===== TEXT PROVIDED =====

President Vladimir Putin and many key officials
have explicitly followed this argument. Yet the defense
industry in many cases still cannot adapt to the
requirements of a market economy, as Putin has publicly
complained. Consequently, arms sales and proliferation
of dual-use technologies function as surrogates for
reform of this unreformed sector and officials and the
industry have a vested interest in selling ever more
weapons to perpetuate the dysfunctional policies from
which they benefit.
Not surprisingly, this
industry is both anti-reform and anti-Western in
orientation. Nor is it surprising that the Ministry of
Defense shares this orientation. But apart from domestic
pressures to sell and proliferate weapons and dual-use
technologies and the technologies needed for weapons of
mass destruction, there are also compelling foreign
policy reasons.
Arms sales gain influence for
Moscow in foreign capitals, and a window, if not a
handle on foreign states' military developments. They
certify Moscow' reliability as these governments'
partner, often against both regional and American
policies, and strengthen their strategic capability to
challenge Washington and limit its ability to project
power or act either unilaterally or together with other
states.
Washington must then make payoffs to
Russia and its partners to realize its goals. This
pattern replicates itself with regard to Iran, North
Korea, Iraq and China, although each case's specific
aspects are obviously different.

=====

| PROBLEMS AND TASKS |
A - Translate this sentence from the passage on Russian arms sales into Spanish: "Not surprisingly, this industry is both anti-reform and anti-Western in orientation."
B - Continue the passage on Russian arms sales from its last sentence.
The entries that come after this text have nothing to do with the work here.

===== INFORMATION SHOWN =====

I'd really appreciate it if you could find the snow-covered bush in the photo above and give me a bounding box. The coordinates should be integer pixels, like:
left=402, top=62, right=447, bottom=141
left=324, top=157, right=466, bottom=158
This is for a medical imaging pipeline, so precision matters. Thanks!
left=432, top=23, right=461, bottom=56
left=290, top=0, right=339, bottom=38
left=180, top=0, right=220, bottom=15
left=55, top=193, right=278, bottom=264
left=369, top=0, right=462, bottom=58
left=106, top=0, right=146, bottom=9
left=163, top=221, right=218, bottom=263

=====

| EXPECTED RESULTS |
A - No es de extrañar que esta industria sea a la vez antirreformista y antioccidental en su orientación.

B -
The foregoing
confirms rather clearly that Moscow, rhetoric aside,
still does not take the threat of proliferation too
seriously. What it does take seriously is the need for
cash, and the unwillingness to reform its structure or
the Soviet mentality of action against America, even if
it has ruinous strategic consequences. Since governments
and states who defy strategic logic ultimately and
reasonably rapidly are hoist on their own petard, can we
argue that Moscow will somehow escape the consequences
of its folly?
If Chechnya, where rebels use
mainly weapons sold to them by brutalized Russian
soldiers, is any guide, probably not. But given the
nature and types of materials being sold by Moscow
abroad in its heedless and irresponsible quest for
profits and unsustainable marginal political gains, all
of us will probably have to pay the price of this
reckless and misconceived policy.
Stephen
Blank is an analyst of international security
affairs residing in Harrisburg, PA.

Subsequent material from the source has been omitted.